# Task inputs

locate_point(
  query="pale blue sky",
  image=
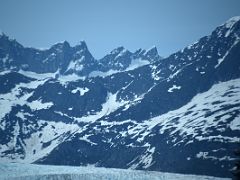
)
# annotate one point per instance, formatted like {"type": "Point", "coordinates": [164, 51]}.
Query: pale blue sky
{"type": "Point", "coordinates": [107, 24]}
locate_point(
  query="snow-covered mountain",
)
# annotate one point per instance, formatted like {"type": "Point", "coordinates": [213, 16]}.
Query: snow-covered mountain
{"type": "Point", "coordinates": [13, 171]}
{"type": "Point", "coordinates": [135, 110]}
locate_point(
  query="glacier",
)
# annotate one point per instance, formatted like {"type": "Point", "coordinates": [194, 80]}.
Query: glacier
{"type": "Point", "coordinates": [18, 171]}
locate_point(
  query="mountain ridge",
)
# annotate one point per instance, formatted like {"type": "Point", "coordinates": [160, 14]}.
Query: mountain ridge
{"type": "Point", "coordinates": [178, 114]}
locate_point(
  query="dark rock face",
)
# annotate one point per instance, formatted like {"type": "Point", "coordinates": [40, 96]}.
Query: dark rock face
{"type": "Point", "coordinates": [126, 110]}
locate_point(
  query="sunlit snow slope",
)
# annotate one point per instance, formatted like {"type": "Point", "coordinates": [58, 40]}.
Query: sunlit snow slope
{"type": "Point", "coordinates": [44, 172]}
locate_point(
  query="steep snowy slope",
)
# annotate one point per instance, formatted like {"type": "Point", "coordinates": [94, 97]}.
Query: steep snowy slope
{"type": "Point", "coordinates": [24, 171]}
{"type": "Point", "coordinates": [127, 110]}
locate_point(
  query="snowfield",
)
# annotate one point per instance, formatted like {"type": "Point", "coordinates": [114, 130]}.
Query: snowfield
{"type": "Point", "coordinates": [14, 171]}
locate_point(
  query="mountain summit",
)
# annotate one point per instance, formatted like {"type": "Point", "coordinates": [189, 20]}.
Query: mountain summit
{"type": "Point", "coordinates": [126, 110]}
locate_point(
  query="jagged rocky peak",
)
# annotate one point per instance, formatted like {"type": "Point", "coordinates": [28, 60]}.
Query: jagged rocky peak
{"type": "Point", "coordinates": [231, 22]}
{"type": "Point", "coordinates": [81, 45]}
{"type": "Point", "coordinates": [152, 52]}
{"type": "Point", "coordinates": [61, 46]}
{"type": "Point", "coordinates": [230, 27]}
{"type": "Point", "coordinates": [118, 50]}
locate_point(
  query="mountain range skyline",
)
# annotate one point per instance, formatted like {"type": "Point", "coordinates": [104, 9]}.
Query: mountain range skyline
{"type": "Point", "coordinates": [169, 25]}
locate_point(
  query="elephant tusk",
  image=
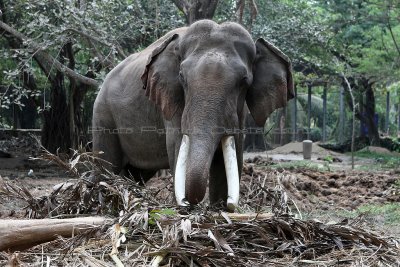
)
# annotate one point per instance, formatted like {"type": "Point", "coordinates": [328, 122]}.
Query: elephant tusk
{"type": "Point", "coordinates": [232, 172]}
{"type": "Point", "coordinates": [180, 172]}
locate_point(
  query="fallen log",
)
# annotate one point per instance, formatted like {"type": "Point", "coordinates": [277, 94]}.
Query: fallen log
{"type": "Point", "coordinates": [22, 234]}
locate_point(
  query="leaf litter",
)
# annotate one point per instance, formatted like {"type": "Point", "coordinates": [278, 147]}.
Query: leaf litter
{"type": "Point", "coordinates": [149, 230]}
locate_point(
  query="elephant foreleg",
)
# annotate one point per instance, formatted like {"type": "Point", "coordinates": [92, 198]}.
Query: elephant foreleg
{"type": "Point", "coordinates": [217, 184]}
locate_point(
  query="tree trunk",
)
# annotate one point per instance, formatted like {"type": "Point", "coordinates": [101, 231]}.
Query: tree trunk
{"type": "Point", "coordinates": [324, 113]}
{"type": "Point", "coordinates": [55, 132]}
{"type": "Point", "coordinates": [309, 112]}
{"type": "Point", "coordinates": [341, 116]}
{"type": "Point", "coordinates": [373, 133]}
{"type": "Point", "coordinates": [196, 9]}
{"type": "Point", "coordinates": [23, 234]}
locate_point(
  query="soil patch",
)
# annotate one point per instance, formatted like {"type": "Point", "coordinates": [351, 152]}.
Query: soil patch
{"type": "Point", "coordinates": [297, 148]}
{"type": "Point", "coordinates": [326, 190]}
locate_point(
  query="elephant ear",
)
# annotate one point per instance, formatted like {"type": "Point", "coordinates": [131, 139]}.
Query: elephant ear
{"type": "Point", "coordinates": [160, 77]}
{"type": "Point", "coordinates": [272, 82]}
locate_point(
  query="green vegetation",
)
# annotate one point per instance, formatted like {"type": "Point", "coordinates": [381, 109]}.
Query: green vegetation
{"type": "Point", "coordinates": [54, 54]}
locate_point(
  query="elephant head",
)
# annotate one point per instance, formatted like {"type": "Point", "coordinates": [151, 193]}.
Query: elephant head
{"type": "Point", "coordinates": [201, 77]}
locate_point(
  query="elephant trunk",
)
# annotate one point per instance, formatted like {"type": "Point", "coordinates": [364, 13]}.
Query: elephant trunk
{"type": "Point", "coordinates": [193, 168]}
{"type": "Point", "coordinates": [201, 152]}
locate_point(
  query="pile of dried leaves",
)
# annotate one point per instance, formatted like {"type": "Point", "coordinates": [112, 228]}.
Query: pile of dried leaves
{"type": "Point", "coordinates": [147, 231]}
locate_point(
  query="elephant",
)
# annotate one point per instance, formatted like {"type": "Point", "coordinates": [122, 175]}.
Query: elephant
{"type": "Point", "coordinates": [181, 104]}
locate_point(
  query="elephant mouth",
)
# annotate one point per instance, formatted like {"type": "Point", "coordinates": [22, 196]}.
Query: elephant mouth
{"type": "Point", "coordinates": [231, 170]}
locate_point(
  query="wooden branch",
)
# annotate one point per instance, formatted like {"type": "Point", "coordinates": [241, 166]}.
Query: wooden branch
{"type": "Point", "coordinates": [49, 59]}
{"type": "Point", "coordinates": [23, 234]}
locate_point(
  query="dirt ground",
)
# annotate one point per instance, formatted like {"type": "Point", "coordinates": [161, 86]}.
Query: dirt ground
{"type": "Point", "coordinates": [311, 189]}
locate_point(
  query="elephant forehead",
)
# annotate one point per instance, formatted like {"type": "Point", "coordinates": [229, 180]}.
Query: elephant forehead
{"type": "Point", "coordinates": [228, 37]}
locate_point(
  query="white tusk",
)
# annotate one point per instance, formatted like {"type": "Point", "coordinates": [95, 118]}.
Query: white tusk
{"type": "Point", "coordinates": [231, 169]}
{"type": "Point", "coordinates": [180, 172]}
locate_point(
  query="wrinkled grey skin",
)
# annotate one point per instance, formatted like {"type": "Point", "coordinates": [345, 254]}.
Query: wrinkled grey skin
{"type": "Point", "coordinates": [195, 81]}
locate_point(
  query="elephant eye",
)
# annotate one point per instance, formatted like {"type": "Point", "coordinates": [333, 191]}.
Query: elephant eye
{"type": "Point", "coordinates": [245, 81]}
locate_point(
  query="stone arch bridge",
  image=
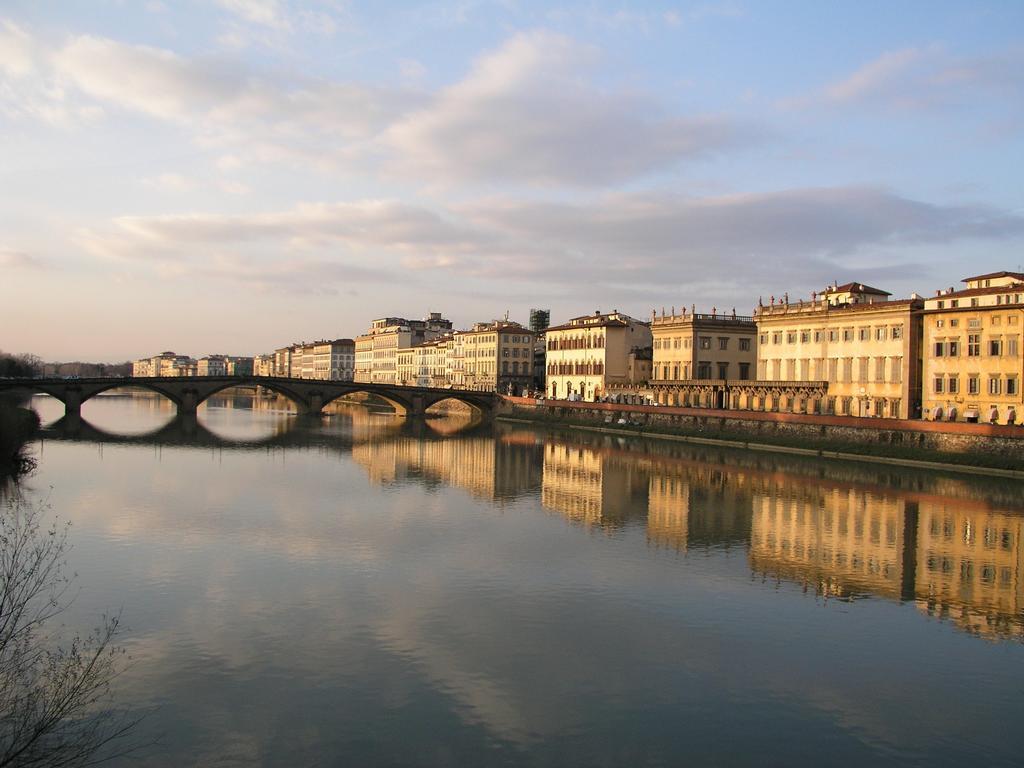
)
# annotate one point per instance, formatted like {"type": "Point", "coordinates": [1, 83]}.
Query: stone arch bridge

# What you should do
Only one number is wanted: how many lines of the data above include the word "bridge".

# Solved exercise
2